RECORDS SUPPLIED:
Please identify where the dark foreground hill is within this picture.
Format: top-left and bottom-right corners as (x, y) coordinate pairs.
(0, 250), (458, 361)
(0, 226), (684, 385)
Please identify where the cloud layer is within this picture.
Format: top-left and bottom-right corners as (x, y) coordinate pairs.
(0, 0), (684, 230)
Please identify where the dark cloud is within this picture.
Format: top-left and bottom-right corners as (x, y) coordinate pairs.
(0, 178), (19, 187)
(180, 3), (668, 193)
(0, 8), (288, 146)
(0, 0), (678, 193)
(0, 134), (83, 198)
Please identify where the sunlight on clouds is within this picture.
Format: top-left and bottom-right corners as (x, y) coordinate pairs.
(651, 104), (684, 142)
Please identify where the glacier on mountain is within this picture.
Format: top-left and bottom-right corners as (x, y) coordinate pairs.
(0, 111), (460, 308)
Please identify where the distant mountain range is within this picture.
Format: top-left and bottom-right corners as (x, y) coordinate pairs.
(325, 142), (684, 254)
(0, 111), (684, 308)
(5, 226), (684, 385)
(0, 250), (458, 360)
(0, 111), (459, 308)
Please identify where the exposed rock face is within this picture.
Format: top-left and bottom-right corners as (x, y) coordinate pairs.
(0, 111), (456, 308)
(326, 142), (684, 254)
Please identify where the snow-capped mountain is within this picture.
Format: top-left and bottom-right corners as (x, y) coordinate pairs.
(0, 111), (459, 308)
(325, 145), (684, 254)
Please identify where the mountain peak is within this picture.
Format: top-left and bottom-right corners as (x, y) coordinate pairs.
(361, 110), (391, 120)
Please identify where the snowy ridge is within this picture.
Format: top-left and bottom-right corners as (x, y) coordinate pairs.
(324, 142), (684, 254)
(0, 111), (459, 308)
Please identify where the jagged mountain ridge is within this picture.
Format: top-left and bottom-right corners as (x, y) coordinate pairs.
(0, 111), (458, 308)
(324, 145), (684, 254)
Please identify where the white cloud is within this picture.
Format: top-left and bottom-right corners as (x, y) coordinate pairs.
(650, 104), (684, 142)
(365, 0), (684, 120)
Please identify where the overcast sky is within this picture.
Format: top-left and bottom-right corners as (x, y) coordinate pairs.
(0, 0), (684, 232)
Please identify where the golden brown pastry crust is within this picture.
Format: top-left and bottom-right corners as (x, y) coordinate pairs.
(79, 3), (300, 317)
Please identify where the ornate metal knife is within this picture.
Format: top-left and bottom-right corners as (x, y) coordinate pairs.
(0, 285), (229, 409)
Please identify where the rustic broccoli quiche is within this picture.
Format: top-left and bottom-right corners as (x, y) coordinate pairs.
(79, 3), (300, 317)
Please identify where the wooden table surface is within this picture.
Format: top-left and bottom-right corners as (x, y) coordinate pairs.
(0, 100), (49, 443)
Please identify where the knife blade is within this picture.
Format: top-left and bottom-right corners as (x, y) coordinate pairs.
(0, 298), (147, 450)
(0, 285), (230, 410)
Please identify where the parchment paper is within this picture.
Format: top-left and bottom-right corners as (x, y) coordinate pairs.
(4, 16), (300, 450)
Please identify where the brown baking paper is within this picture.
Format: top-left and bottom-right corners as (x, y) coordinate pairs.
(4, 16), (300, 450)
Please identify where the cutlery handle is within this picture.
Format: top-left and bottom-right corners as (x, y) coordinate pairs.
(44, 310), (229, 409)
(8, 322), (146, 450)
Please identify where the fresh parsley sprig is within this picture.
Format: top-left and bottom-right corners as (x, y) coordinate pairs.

REQUIRED WORK:
Please arrange all of the items above as a numbered list, leaving out any blank lines.

COMPLETE RESPONSE:
1. Please identify where the dark foreground hill is within this picture.
2. Format: top-left and bottom-right corners as (x, y) coordinate pairs.
3. (0, 250), (458, 361)
4. (0, 226), (684, 385)
5. Please identify where the cloud layer is within this picture.
6. Format: top-left and bottom-right corners as (x, y) coordinate pairs.
7. (0, 0), (684, 230)
8. Please identify where the dark cloud is within this picture.
9. Format: top-left and bottom-right corners as (x, y) coordinate pairs.
10. (0, 178), (19, 187)
11. (180, 3), (668, 193)
12. (0, 8), (288, 146)
13. (0, 0), (678, 193)
14. (0, 134), (83, 198)
15. Please identify where the sunlight on clouds is within this picture.
16. Format: top-left and bottom-right corners as (x, y) coordinate pairs.
17. (651, 104), (684, 142)
18. Please identify where the glacier on mountain is within this picture.
19. Format: top-left and bottom-right corners as (x, y) coordinate pairs.
20. (0, 111), (460, 308)
21. Please identify where the distant mountain range is within this picture.
22. Format: top-left and bottom-right corners as (x, y) coordinate pairs.
23. (325, 142), (684, 254)
24. (0, 111), (684, 308)
25. (5, 226), (684, 385)
26. (0, 250), (458, 360)
27. (0, 111), (459, 308)
28. Please identify where the exposed rock face is within this picture.
29. Format: top-left and bottom-right corners as (x, y) coordinate pairs.
30. (0, 111), (456, 308)
31. (326, 142), (684, 254)
32. Please identify where the snow-capped mountain is within this picture.
33. Format: top-left and bottom-right corners as (x, y) coordinate pairs.
34. (0, 111), (459, 308)
35. (325, 145), (684, 254)
36. Please identify where the mountain peak is within this picture.
37. Format: top-left and bottom-right corners as (x, y) coordinate pairs.
38. (361, 110), (391, 120)
39. Please identify where the snowy ridge is within this picture.
40. Format: top-left and bottom-right corners as (x, y) coordinate pairs.
41. (324, 142), (684, 254)
42. (0, 111), (459, 308)
43. Please identify where the jagged mountain ridge is within this picture.
44. Format: top-left and bottom-right corners as (x, y) coordinate pairs.
45. (0, 111), (458, 308)
46. (324, 145), (684, 254)
47. Please identify where the white cloud is within this picture.
48. Format: top-left and bottom-right corners as (x, y) coordinate pairs.
49. (650, 104), (684, 142)
50. (365, 0), (684, 120)
51. Please identify where the overcast sky is within this picture.
52. Format: top-left and bottom-right corners as (x, y) coordinate pairs.
53. (0, 0), (684, 232)
54. Please identify where the golden brown pastry crust is within this picture.
55. Format: top-left and bottom-right corners as (x, y) coordinate pairs.
56. (79, 3), (300, 317)
57. Please identify where the ornate metal knife is within this picture.
58. Format: top-left and bottom-right corners as (x, y) coordinate pairs.
59. (0, 285), (229, 409)
60. Please identify where the rustic broccoli quiche is within this picture.
61. Format: top-left and bottom-right corners as (x, y) coordinate pairs.
62. (79, 3), (300, 317)
63. Please identify where the wooden table surface is within this picture.
64. Format: top-left and bottom-right corners as (x, y) coordinate pairs.
65. (0, 100), (49, 443)
66. Please identify where the knife blade is within this picture.
67. Format: top-left and bottom-right corners as (x, y) coordinate pairs.
68. (0, 298), (147, 450)
69. (0, 285), (230, 410)
70. Please identify where the parchment paper is within this picture.
71. Format: top-left and bottom-right corners as (x, y) coordinate pairs.
72. (4, 16), (300, 450)
73. Please identify where the brown baking paper is within this picture.
74. Format: top-left and bottom-right corners as (x, y) coordinate pairs.
75. (4, 16), (300, 450)
76. Please identify where the cutlery handle is within this picture.
77. Format: top-left and bottom-right corners as (x, y) coordinate pairs.
78. (44, 310), (229, 409)
79. (8, 322), (146, 450)
80. Please identify where the fresh parsley sprig is within this picture.
81. Format: top-left and bottom-right corners as (x, y) coordinate pairs.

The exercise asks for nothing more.